++++ Supplied records

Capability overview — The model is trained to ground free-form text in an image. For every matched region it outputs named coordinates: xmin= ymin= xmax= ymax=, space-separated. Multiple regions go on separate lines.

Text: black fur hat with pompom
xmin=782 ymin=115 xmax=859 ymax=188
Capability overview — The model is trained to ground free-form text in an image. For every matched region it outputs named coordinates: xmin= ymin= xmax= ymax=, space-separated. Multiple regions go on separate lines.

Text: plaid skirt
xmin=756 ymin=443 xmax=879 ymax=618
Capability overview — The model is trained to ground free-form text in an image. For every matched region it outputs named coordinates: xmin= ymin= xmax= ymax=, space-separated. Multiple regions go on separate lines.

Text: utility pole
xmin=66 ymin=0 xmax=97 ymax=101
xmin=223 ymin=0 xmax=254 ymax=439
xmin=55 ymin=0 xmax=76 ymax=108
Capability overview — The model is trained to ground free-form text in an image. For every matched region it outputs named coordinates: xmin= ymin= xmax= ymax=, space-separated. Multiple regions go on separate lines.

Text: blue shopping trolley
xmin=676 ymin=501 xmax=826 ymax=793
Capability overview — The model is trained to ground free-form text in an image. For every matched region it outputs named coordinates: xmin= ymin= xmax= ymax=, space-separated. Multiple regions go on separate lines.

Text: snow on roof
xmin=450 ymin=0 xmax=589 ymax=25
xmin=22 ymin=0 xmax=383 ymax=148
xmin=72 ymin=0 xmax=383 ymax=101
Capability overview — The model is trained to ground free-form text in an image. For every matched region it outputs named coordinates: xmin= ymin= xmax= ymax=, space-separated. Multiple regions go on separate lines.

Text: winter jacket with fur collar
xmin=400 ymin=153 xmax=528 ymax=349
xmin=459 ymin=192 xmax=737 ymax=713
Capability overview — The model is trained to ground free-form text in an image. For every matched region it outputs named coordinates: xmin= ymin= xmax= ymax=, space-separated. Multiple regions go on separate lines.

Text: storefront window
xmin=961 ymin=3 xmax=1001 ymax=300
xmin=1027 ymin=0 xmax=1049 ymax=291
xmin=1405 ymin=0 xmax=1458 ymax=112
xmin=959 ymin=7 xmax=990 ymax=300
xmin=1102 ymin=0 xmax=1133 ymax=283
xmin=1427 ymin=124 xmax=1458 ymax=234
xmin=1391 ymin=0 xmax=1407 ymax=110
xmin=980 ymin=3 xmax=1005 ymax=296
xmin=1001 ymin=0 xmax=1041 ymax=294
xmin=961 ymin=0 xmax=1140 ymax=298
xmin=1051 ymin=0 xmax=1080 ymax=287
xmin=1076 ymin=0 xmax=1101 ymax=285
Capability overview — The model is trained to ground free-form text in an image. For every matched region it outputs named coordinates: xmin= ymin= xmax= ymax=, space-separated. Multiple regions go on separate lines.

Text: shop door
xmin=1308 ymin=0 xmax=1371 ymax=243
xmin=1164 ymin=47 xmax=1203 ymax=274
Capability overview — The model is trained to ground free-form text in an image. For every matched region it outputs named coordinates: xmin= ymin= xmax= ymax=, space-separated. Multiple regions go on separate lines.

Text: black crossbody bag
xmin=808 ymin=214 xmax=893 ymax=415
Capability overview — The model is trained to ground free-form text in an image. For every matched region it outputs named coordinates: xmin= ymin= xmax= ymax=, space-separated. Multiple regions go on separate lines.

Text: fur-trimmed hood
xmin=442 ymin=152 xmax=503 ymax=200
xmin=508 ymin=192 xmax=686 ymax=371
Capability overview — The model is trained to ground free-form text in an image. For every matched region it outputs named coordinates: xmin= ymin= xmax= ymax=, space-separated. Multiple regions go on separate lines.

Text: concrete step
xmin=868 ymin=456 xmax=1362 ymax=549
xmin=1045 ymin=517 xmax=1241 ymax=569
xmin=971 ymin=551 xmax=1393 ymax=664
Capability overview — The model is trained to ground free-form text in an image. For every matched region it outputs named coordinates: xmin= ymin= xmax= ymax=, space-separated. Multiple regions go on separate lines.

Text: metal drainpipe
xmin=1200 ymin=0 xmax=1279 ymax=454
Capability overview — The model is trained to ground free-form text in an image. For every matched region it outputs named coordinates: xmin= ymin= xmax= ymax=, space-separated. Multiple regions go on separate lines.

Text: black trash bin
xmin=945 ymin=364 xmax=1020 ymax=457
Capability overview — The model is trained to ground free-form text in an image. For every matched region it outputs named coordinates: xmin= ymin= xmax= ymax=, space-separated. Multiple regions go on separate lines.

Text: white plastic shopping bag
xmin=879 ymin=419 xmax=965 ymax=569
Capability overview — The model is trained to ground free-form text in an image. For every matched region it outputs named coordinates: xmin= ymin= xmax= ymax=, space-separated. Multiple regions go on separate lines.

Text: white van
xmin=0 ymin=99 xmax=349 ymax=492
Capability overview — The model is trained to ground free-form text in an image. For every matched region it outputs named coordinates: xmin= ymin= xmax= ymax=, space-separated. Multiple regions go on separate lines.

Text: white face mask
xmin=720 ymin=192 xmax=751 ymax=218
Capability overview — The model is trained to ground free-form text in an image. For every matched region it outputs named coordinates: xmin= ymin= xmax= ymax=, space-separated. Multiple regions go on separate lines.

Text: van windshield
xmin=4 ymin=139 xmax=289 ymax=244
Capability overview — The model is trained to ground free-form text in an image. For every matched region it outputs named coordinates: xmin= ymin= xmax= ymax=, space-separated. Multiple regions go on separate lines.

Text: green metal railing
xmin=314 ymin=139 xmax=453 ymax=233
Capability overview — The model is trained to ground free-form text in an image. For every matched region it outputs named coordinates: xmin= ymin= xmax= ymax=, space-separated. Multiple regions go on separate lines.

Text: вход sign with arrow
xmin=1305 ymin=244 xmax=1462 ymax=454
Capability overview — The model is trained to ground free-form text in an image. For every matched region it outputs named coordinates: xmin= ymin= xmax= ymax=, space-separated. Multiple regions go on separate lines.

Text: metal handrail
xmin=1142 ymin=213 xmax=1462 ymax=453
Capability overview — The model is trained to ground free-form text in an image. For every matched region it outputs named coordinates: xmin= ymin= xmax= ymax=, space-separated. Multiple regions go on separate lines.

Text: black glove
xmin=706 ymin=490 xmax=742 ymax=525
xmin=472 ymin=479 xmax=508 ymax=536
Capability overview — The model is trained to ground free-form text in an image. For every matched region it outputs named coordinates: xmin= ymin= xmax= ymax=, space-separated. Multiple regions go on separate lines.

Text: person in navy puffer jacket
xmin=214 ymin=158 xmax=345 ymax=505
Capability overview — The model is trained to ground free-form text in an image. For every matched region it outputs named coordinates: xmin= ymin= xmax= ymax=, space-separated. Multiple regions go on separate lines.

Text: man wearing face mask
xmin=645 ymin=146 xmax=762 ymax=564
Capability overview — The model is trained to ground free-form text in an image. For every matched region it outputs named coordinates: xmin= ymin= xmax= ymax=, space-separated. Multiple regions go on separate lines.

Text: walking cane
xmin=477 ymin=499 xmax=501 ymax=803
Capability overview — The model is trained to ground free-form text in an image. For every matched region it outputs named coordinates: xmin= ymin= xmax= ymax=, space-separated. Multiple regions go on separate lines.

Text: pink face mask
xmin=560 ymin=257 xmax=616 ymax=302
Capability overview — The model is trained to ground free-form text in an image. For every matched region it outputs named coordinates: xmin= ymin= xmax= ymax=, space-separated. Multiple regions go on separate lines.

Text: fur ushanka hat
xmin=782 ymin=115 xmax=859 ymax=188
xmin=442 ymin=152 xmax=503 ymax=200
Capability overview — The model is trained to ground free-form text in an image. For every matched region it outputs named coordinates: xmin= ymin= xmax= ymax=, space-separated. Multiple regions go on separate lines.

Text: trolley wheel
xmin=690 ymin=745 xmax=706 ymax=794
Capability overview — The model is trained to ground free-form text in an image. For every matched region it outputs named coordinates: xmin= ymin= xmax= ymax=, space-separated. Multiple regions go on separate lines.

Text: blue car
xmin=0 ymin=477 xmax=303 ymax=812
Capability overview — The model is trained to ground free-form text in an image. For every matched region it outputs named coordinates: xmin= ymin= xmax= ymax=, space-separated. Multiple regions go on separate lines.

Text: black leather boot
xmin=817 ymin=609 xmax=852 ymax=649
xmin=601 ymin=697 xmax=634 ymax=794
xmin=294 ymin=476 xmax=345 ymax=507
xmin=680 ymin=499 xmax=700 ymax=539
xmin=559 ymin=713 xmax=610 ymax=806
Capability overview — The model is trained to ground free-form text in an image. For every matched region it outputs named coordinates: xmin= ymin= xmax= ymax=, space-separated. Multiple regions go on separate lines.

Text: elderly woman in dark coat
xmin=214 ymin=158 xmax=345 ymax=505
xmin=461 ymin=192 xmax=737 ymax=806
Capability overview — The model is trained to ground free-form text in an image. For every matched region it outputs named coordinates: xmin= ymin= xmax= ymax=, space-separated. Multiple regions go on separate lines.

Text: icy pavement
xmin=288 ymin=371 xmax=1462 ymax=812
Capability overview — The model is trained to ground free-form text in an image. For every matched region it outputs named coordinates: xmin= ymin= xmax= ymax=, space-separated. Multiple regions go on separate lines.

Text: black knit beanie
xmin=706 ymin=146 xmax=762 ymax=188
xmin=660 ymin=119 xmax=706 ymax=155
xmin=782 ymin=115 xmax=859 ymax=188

++++++++

[Exercise aim]: Pull out every line of the items that contains the word "mask". Case counts.

[Correct answer]:
Text: white face mask
Text: man wearing face mask
Text: pink face mask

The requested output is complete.